### Brief 1
In the rows below, begin at the line that has "Would you be able to indicate the rocking" and stop after the last line of the rows. Repeat those lines, requests included, but multiply every x and y coordinate in the answers by 0.45 and round to whole numbers, with halves rounded up.

### Source
# # #

SA Hockey is broken

RANDBURG, SOUTH AFRICA - JANUARY 31, Sanani Mangisa of South Africa during the Investec Series Womens International Hockey match between South Africa and Ireland from Randburg Hockey Stadium on January 31, 2012 in Randburg, South Africa Photo by Duif Du Toit / Gallo Images
RANDBURG, SOUTH AFRICA – JANUARY 31, Sanani Mangisa of South Africa during the Investec Series Womens International Hockey match between South Africa and Ireland from Randburg Hockey Stadium on January 31, 2012 in Randburg, South Africa
Photo by Duif Du Toit / Gallo Images

News broke last week that the SASCOC have officially decided to reject the invitation for the South African Hockey sides to the Rio Olympics in 2016. Fans have been devastated, players dejected and if there were any sponsors left they would be desolate too. I have only ever given a positive voice to hockey in South Africa and that means that I have often avoided pointing fingers at those at fault and pandered to keeping good relationships. However many of you read the blog for fair and honest opinion and I felt its time that we look at what is wrong in SA Hockey. Here are a few of the things that are broken in South African Hockey.

SASCOC

It is frankly appalling that the largest hockey sports spectacle (Yes I believe it overshadows the FIH World Cup) will be lacking any African representation. The qualification criteria set by SASCOC were, quite frankly, unattainable for South African hockey. The reason I say this is that with the lack of money, the lack of structure and the lack of support meant that World League targets were unlikely to be met. The fact that we were prepared to not send the teams means that they should have withdrawn the African champions from the African Qualifier. It is insulting to me as an African and to many others too that SASCOC have singlehandedly decided that Africa is not good enough. They have robbed the kids of today of inspiration and motivation. The South African Olympic Committee have benefitted anyone other than South Africa. Tubby Reddy will still be in Rio, probably via business class, so don’t worry SA we will still have representation. SASCOC may be getting my irritation here, but they are not alone in breaking SA Hockey.

Fikile Mbalula

The national sports minister behaved in a manner akin to nursery school, in blocking national Hockey goalkeeper Sanani Mangisa who asked him a pretty simple question… The question related to why the National Sports Minister could not be bothered to show up at the African Qualifiers for the SA Hockey sides, played over a two-week period in October. His petulant behaviour is something he wouldn’t do to Bryan Habana, Itumeleng Khune or AB de Villiers further illustrating how little he cares about South African Hockey.

SA Hockey Association

SA Hockey may have canvassed support by drumming up the public into a fight against SASCOC, however the obvious statement must still be made. You signed the document. I am a man in business first and I know that when you sign a legal document it is binding. But surely more realistic questions have to be asked. Why have we not found a sponsor? Why do we play so few games? Why have we lost the abilities to use players like Justin Reid-Ross? Why did our team stay in different houses at World League Round 2 and not in a hotel together? How is Craig Fulton leading Ireland to the Olympic Games for the first time in a century and not part of the South African coaching structure? Why are we not trying to learn from Simon with PSI? There has been an interesting move to get Frontiers Sports and Kelvin Watt involved, but surely there are far more questions than answers.

# # #

### Extracted data
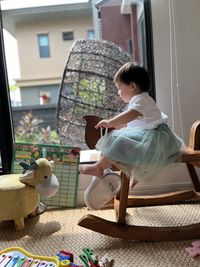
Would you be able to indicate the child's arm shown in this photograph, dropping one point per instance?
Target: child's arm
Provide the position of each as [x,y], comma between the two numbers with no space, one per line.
[119,120]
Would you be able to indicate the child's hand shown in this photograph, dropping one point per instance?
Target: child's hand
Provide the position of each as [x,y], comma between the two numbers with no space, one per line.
[103,123]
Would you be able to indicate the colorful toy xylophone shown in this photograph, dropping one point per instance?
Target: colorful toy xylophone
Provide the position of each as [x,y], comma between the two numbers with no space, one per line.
[18,257]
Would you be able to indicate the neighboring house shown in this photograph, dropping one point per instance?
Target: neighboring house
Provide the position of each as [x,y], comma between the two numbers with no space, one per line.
[44,37]
[122,22]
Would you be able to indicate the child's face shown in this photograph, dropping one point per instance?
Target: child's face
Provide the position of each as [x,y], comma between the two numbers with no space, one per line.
[125,91]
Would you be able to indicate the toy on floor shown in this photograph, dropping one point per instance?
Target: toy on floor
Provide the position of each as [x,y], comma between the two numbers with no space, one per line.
[19,193]
[92,260]
[194,250]
[66,259]
[16,256]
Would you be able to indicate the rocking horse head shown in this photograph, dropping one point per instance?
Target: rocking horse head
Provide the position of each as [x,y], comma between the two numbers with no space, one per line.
[39,175]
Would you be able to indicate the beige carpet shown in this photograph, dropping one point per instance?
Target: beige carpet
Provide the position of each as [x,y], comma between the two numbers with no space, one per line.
[55,230]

# # #

### Brief 2
Carry on the article about what is wrong with South African hockey, starting right after its last sentence.

### Result 1
Would you be able to indicate the rocking horse head shown in this photograph, dropping one point per instance?
Target: rocking horse head
Provide the position of each as [x,y], comma between the two numbers with no space, one per line.
[18,79]
Would you be able to indicate the beige carpet shown in this photograph, dropping one point per instance?
Target: beige carpet
Provide the position of each as [x,y], comma between the two numbers with no space, one per line.
[25,104]

### Result 2
SA's Shelley Russell scythes through during the second Test against Belgium at Hartleyvale Saturday. The match ended 3-3. Photo credit MAX BOSANQUET
SA’s Shelley Russell scythes through during the second Test against Belgium at Hartleyvale Saturday. The match ended 3-3. Photo credit MAX BOSANQUET

Hockey Brands

Earlier this year I reached out to various hockey brands to do a promotion or giveaway for an extremely popular sport. The only positive feedback I got was from Peter Wright at Malik and then through Shelley Russell (Grays) and Marcelle Keet (Malik). Every other brand pretty much ignored me. It appears more than ever that each brand is having a go at making some money out of a beleagured sport and not wanting to welcome in some outsiders. Heck if it doesn’t interest you, just say so.  Hockey is a second-rate sport in South Africa and so many of our brands are run in that same way.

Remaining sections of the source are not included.